[WRITTEN TASK]:
Set the listing down unchanged, minus every embedded image.

[Point annotation records]:
+ + +

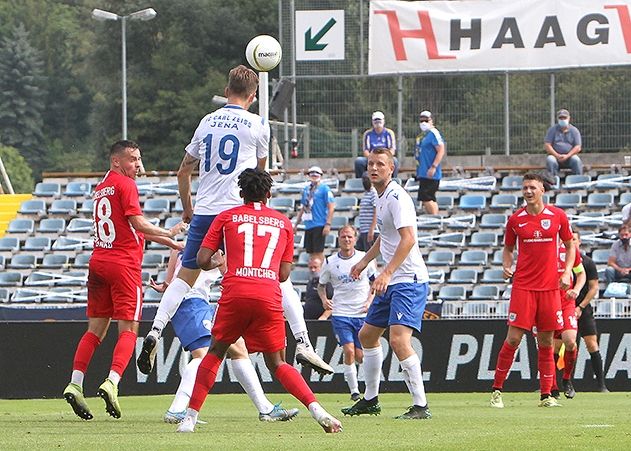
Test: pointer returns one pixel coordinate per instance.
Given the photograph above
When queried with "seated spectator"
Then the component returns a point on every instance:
(313, 303)
(619, 263)
(377, 137)
(563, 144)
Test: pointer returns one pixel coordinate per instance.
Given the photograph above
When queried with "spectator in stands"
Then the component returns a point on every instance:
(375, 138)
(429, 151)
(367, 216)
(316, 211)
(563, 144)
(619, 263)
(313, 303)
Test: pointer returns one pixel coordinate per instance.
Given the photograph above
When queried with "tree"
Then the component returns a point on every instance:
(18, 170)
(21, 96)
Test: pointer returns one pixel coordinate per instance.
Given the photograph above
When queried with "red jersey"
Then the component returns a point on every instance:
(256, 240)
(538, 238)
(115, 240)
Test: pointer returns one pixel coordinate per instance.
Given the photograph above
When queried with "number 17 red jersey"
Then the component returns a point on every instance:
(256, 240)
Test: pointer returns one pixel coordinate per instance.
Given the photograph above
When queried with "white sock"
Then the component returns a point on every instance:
(249, 380)
(114, 377)
(294, 313)
(373, 359)
(185, 389)
(171, 300)
(77, 377)
(413, 376)
(350, 374)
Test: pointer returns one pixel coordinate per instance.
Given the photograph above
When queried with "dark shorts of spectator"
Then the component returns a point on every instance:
(314, 240)
(427, 189)
(362, 242)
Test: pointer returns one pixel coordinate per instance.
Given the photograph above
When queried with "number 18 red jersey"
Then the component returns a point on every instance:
(256, 240)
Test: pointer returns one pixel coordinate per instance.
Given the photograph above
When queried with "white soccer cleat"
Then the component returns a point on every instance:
(308, 357)
(187, 424)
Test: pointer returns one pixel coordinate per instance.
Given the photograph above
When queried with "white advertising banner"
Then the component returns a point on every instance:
(497, 35)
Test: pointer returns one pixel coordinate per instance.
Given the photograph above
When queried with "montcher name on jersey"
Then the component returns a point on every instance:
(259, 273)
(264, 220)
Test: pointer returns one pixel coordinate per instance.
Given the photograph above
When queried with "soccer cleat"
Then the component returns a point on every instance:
(415, 413)
(496, 400)
(278, 414)
(568, 389)
(309, 358)
(549, 401)
(147, 356)
(73, 394)
(363, 407)
(186, 425)
(330, 424)
(109, 392)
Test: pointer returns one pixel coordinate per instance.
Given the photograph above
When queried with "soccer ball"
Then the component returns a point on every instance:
(263, 53)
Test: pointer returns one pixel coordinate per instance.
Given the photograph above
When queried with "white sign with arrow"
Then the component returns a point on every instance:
(320, 35)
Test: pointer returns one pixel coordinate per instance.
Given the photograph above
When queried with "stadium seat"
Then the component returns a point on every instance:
(80, 225)
(33, 207)
(485, 292)
(441, 258)
(9, 244)
(493, 276)
(78, 189)
(63, 207)
(504, 201)
(345, 203)
(472, 202)
(353, 186)
(473, 257)
(21, 226)
(10, 279)
(484, 239)
(23, 261)
(452, 293)
(54, 261)
(600, 200)
(156, 206)
(37, 243)
(568, 200)
(512, 182)
(493, 220)
(45, 189)
(463, 276)
(52, 225)
(283, 204)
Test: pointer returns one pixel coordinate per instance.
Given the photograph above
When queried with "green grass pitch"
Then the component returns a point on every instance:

+ + +

[REPLY TO THE TASK]:
Test: pointer returns one pixel coordinate per instance.
Given the photograph above
When queried with "seated spectator"
Then the component returns a point on every instance:
(313, 303)
(619, 263)
(377, 137)
(563, 144)
Test: pointer returns one pixel coordinate per instance.
Given the photograph above
When queried with "spectator in stands"
Then the component returns a point on every instance:
(375, 138)
(429, 151)
(367, 216)
(316, 211)
(563, 144)
(619, 263)
(313, 303)
Test: pointer returns one pixel coordinate per instance.
Given the photograph above
When queried with "tree"
Then the component returns a point on every instance:
(18, 170)
(21, 96)
Test: pointer returns one pixel coordinate per instance.
Given the photograph above
When queried with "red jersey"
Then the component returns a point on every instance:
(256, 240)
(538, 238)
(115, 240)
Test: pointer returns one pixel coordinate per instance.
Given the photograph above
When queried with "number 17 red jersey"
Then the component returns a point on every instance:
(256, 240)
Test: pointer returns one pixel coordinate per instance.
Given the photograph above
When queried with "white sock"
Then the component returns a point on every instance:
(249, 380)
(114, 377)
(294, 313)
(373, 359)
(185, 389)
(171, 300)
(77, 377)
(413, 376)
(350, 374)
Test: pointer returns one pixel coordinate per instance.
Given the photograph above
When queried with "dark shorts of spectator"
Then the component returns a point on every instance:
(314, 240)
(427, 189)
(362, 242)
Test: pointer returns one pixel coordinate per instance.
Given the photograph above
When queried with "number 18 red jersey"
Then the component returns a point on every instance:
(256, 240)
Test: pointer returns one pixel coordinate per instance.
Given the photograph above
When queried with "white soccer cleat"
Then the component returns a point on every instance:
(308, 357)
(187, 424)
Test: pointer returns one pixel coordinate per instance.
Given the photograph above
When queried with "white advertising banner"
Then the component returns a point on every instance:
(497, 35)
Test: pointer returns one pixel coordinate per instance.
Given the photograph above
When queried with "montcher name on jersey"
Then the component returns a point on every instance:
(259, 273)
(264, 220)
Test: pointer returns one pixel coordinate per instance.
Given the photograph above
When queried with "soccer cleat"
Then the component returns a point on every instance:
(415, 413)
(496, 400)
(278, 414)
(568, 389)
(309, 358)
(549, 401)
(147, 356)
(73, 394)
(363, 407)
(186, 425)
(330, 424)
(109, 392)
Test: pointer returns one pixel coordinate per instance.
Given the photograph above
When queried with "soccer ball"
Then the component returns a point on every instance:
(263, 53)
Test: pointer returns one pixel coordinate per instance.
Given the photograph above
When queried with "white sign with arrow"
Then the component returns a point on every instance:
(320, 35)
Test: pointer returns one pixel coordinate per instance.
Given the photograph above
When queried with "stadium seat"
Then the component returns a point on every instance:
(80, 225)
(33, 207)
(485, 292)
(441, 258)
(9, 244)
(493, 276)
(78, 189)
(63, 207)
(504, 201)
(345, 203)
(472, 202)
(353, 186)
(473, 257)
(21, 226)
(10, 279)
(484, 239)
(23, 261)
(452, 293)
(54, 261)
(600, 200)
(156, 206)
(37, 243)
(568, 200)
(512, 182)
(493, 220)
(45, 189)
(463, 276)
(52, 225)
(283, 204)
Test: pointer returns one pixel coordinate per instance.
Given the photograph above
When queried with "green grass pitch"
Then the component returns a point on every instance:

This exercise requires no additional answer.